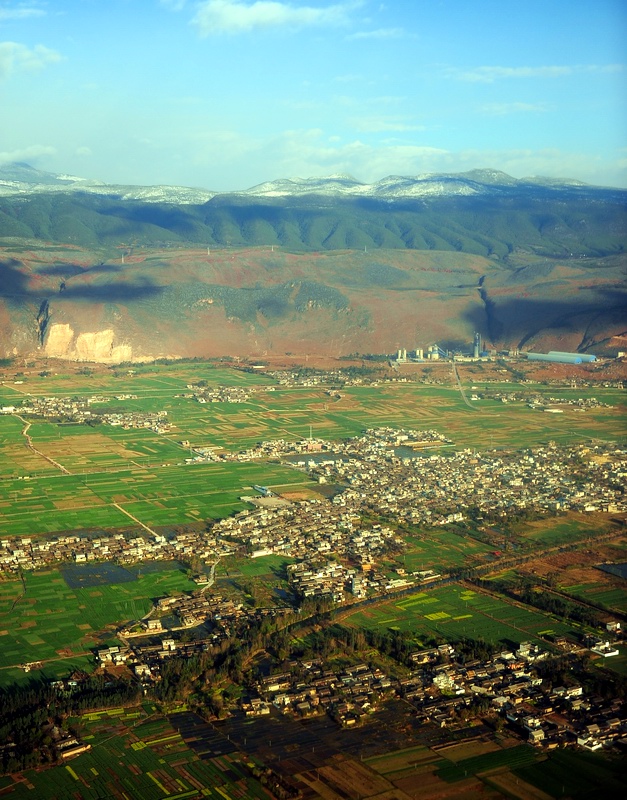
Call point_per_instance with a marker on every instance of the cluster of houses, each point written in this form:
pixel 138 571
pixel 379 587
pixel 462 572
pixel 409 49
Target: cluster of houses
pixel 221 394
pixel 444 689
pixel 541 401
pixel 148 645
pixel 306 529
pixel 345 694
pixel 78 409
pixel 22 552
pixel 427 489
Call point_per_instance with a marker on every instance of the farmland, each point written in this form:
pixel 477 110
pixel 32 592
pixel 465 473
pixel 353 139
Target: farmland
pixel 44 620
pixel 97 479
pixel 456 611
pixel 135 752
* * *
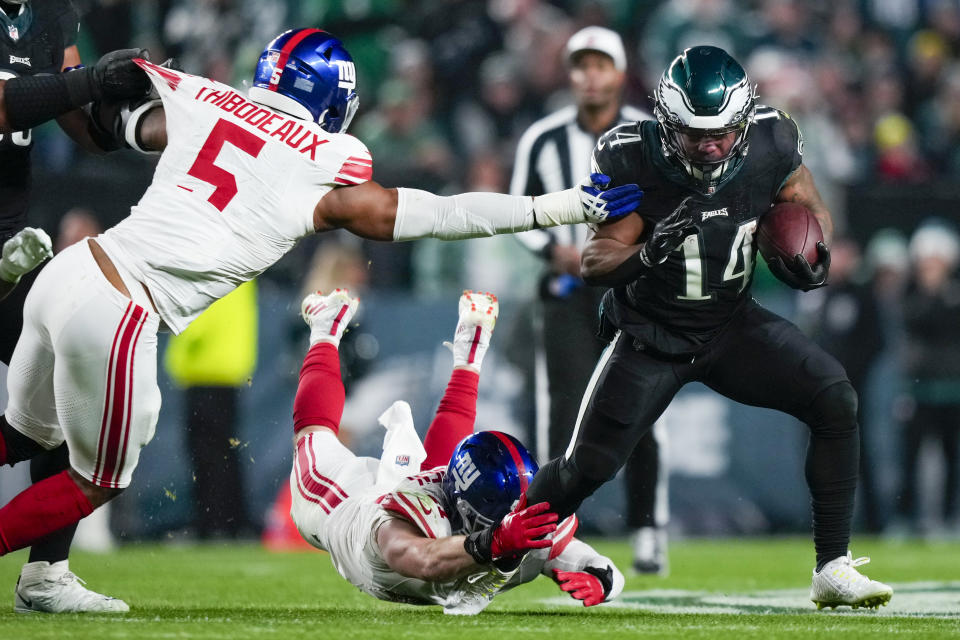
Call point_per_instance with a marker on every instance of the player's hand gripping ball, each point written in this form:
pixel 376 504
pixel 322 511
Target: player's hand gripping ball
* * *
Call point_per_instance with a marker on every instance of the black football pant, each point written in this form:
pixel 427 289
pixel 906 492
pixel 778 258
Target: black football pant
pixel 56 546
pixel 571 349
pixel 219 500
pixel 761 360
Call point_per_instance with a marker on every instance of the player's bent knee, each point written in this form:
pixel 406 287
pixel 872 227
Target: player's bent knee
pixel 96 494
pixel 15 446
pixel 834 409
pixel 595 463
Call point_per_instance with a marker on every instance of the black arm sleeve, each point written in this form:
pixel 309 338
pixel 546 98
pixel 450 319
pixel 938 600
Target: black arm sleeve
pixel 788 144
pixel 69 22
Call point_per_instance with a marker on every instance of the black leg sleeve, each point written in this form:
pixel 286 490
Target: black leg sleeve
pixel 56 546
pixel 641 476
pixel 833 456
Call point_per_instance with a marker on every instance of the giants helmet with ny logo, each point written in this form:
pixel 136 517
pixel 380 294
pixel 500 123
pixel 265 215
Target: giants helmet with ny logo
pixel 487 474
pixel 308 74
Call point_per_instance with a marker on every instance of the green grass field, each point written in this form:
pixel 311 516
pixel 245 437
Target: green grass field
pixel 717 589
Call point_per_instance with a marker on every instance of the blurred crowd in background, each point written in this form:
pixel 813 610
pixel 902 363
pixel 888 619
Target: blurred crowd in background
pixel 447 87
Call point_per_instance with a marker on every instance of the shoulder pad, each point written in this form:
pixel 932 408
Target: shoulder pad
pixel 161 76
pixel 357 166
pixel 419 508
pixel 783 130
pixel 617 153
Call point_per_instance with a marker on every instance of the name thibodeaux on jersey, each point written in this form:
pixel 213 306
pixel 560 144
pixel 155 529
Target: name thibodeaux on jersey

_WHAT THE TASK ASKS:_ Please put the lines above into a JSON list of strings, one string per line with blank lines omitted. Begin at the line that contains "of the cluster", stop after the line that contains "pixel 427 489", and include nothing outside that range.

_WRITTEN SOLUTION:_
[
  "Call point_per_instance with a marker on every instance of the cluster of houses, each point written in this form:",
  "pixel 138 571",
  "pixel 379 587",
  "pixel 462 572",
  "pixel 409 49",
  "Target: cluster of houses",
  "pixel 221 394",
  "pixel 444 689",
  "pixel 541 401",
  "pixel 148 645",
  "pixel 306 529",
  "pixel 345 694",
  "pixel 78 409",
  "pixel 22 552",
  "pixel 427 489"
]